■ TASK DESCRIPTION ■
Your task is to repeat exactly the lines below between the line holding "Q: Point to every instance of the woman" and the line holding "Q: Point to every instance of the white desk", inclusive, and only those.

(Excerpts from a dataset)
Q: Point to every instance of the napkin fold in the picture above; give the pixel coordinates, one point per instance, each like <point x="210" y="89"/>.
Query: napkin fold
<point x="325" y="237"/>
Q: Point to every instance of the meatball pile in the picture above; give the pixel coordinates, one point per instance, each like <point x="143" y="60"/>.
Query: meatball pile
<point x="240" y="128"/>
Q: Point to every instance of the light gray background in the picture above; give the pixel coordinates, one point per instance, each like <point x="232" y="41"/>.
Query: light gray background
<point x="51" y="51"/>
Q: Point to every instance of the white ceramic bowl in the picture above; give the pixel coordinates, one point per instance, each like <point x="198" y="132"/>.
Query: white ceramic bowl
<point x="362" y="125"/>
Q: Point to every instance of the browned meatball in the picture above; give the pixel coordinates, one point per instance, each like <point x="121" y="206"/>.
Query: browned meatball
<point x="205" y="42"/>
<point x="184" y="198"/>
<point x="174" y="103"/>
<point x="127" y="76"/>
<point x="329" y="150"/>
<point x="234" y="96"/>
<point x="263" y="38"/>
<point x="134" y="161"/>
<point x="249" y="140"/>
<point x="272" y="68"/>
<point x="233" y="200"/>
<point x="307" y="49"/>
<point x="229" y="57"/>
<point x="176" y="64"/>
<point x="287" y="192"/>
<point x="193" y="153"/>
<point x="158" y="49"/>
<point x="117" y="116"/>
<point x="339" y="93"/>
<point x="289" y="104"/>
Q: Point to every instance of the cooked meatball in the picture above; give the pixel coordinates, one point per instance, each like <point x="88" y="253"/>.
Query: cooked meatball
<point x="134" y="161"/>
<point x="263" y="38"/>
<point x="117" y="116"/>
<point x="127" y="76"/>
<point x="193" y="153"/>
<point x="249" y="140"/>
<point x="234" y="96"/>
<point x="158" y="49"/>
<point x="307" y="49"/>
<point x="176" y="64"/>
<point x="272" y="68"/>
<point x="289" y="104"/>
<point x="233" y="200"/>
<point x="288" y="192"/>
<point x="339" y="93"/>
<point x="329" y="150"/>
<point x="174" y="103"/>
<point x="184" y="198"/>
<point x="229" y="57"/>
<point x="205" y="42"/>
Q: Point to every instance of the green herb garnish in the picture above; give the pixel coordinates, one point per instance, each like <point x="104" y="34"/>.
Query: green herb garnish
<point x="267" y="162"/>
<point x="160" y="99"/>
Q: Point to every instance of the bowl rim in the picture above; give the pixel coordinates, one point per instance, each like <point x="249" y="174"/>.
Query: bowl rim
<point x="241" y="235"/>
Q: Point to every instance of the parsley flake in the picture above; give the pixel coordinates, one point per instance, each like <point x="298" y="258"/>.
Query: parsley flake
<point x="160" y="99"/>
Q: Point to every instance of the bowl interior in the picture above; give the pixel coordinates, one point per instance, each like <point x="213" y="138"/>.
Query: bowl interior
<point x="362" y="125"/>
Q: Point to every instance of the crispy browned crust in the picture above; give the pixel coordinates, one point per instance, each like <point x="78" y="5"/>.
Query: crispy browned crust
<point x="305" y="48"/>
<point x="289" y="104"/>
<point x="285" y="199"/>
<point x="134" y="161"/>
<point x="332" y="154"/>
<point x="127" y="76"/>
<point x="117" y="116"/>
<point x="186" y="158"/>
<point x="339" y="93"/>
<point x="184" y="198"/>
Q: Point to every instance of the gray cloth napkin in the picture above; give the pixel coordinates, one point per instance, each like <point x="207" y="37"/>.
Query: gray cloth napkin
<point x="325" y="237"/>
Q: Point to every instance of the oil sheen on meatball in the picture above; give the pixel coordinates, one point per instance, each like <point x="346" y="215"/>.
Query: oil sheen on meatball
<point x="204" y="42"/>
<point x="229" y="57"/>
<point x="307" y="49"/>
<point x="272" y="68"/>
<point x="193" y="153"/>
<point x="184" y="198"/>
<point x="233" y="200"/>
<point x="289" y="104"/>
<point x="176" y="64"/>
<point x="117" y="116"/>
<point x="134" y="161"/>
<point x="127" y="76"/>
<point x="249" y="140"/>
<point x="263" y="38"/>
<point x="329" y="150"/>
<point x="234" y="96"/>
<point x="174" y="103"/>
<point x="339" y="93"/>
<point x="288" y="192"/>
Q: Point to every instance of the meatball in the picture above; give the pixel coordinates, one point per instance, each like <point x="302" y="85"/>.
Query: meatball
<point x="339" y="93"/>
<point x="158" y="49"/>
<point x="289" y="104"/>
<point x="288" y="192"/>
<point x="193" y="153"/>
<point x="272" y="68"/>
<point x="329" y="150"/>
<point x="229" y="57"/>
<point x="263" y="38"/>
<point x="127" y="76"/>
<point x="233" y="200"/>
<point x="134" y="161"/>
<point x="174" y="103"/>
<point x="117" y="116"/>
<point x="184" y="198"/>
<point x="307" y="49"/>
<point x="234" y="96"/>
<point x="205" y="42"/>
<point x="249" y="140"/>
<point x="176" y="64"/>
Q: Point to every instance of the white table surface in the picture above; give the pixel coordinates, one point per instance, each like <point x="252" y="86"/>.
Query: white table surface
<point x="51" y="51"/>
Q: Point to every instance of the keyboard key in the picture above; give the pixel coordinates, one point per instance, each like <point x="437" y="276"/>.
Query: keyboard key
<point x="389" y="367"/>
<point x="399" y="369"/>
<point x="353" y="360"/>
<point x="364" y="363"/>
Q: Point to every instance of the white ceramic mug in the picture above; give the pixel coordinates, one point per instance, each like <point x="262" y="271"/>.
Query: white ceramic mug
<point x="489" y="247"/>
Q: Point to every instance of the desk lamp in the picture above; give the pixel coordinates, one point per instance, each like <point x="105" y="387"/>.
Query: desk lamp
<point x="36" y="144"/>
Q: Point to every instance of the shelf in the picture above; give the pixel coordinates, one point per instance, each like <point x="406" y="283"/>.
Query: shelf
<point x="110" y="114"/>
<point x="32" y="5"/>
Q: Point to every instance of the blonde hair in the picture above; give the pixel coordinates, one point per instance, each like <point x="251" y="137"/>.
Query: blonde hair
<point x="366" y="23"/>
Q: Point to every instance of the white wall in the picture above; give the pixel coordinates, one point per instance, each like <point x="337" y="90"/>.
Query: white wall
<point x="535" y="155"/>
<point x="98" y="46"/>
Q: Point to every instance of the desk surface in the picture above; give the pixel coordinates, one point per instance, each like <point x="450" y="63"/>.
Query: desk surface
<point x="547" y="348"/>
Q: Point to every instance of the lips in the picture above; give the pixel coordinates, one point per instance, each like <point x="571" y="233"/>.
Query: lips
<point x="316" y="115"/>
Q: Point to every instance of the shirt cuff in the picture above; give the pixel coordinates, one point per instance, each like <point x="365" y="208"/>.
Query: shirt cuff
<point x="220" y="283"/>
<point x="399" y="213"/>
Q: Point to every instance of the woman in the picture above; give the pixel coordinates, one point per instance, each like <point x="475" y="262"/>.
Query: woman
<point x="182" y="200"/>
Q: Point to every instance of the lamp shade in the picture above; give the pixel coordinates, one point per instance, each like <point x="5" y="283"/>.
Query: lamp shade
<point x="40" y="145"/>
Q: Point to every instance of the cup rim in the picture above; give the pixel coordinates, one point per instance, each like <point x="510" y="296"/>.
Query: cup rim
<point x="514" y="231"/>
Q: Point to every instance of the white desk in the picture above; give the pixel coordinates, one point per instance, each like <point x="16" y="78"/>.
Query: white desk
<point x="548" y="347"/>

■ SOLUTION TO THE PROBLEM ■
Q: Point to every instance of the woman in the picture above; give the pixel coordinates, one point per instance, each like <point x="475" y="262"/>.
Query: woman
<point x="182" y="200"/>
Q: Point to every instance of the lamp shade in the picture above; give the pixel coordinates, one point per instance, each like <point x="5" y="283"/>.
Query: lamp shade
<point x="40" y="145"/>
Q: Point to every instance of the cup rim in the picture above; give the pixel coordinates, one point per instance, each like <point x="510" y="296"/>.
Query: cup rim
<point x="514" y="231"/>
Q: Point to every instance of the white desk in the picture above; give the pixel coordinates, one point per instance, each like <point x="16" y="78"/>.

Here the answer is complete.